# Records supplied

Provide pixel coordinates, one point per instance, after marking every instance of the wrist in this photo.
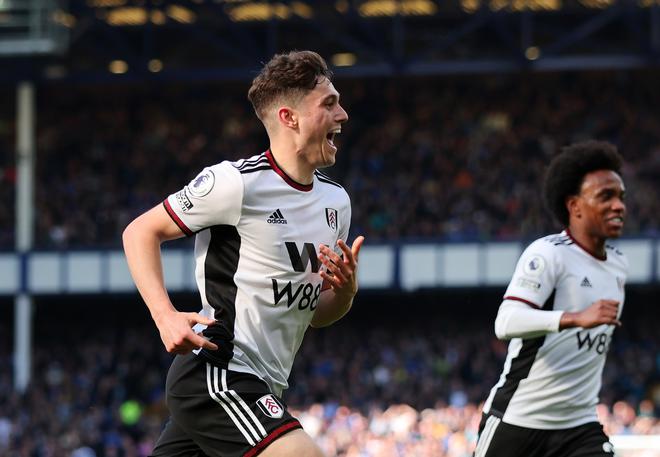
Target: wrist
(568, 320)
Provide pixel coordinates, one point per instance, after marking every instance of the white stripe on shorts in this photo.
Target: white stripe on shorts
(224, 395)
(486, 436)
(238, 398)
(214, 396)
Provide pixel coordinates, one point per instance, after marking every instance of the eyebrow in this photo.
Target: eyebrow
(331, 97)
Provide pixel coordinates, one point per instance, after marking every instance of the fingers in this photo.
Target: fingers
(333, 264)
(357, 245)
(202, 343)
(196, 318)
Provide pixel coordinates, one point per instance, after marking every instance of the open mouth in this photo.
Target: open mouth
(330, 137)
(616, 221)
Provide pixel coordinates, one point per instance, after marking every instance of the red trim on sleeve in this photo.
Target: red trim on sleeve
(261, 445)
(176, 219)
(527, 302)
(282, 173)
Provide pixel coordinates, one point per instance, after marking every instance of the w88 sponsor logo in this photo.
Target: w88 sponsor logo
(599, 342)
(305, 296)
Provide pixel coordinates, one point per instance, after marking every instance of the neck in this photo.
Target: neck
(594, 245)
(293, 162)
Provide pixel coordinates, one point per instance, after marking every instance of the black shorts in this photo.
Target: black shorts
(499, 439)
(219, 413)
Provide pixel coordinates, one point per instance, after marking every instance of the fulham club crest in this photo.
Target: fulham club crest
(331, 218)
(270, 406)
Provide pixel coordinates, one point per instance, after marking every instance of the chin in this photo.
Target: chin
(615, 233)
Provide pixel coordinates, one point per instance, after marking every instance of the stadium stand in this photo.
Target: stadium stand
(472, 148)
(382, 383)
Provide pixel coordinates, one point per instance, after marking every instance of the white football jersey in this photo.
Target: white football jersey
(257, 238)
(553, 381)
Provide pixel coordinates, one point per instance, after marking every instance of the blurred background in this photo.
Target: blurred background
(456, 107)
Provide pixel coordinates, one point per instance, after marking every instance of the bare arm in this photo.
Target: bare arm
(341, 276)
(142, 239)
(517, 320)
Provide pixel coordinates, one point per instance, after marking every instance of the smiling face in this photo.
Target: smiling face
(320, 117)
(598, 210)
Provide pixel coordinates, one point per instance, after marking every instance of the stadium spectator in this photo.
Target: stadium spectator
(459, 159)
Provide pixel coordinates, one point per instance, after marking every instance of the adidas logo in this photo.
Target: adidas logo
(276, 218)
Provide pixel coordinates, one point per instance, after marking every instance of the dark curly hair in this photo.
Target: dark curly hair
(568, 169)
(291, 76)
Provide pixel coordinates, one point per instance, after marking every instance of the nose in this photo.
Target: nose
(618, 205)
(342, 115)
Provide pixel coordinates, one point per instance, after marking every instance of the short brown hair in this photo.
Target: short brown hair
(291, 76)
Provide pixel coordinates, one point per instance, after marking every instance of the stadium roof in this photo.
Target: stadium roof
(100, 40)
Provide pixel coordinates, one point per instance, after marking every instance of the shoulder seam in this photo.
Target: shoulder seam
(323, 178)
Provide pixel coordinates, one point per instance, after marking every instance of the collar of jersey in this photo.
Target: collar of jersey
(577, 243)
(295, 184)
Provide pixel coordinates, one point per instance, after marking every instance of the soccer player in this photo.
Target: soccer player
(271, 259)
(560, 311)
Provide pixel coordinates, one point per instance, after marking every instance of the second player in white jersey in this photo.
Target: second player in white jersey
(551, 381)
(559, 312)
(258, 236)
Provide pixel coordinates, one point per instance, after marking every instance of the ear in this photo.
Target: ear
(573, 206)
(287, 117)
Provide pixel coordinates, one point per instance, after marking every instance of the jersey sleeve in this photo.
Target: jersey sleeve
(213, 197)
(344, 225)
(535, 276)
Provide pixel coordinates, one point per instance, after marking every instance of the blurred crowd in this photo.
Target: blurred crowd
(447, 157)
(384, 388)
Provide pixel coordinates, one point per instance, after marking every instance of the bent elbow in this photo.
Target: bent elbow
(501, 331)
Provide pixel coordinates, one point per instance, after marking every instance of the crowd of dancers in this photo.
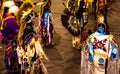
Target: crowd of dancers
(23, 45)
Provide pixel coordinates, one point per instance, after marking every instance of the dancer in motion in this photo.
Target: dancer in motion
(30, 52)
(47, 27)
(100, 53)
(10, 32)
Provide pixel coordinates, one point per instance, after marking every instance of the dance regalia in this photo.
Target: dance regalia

# Task details
The required answer is each line of the data in which the word "regalia" appears.

# Output for this exercise
Provide pixel coordinates, one point per instance, after marking every instance of the dance regalia in this photo.
Target: dance regalia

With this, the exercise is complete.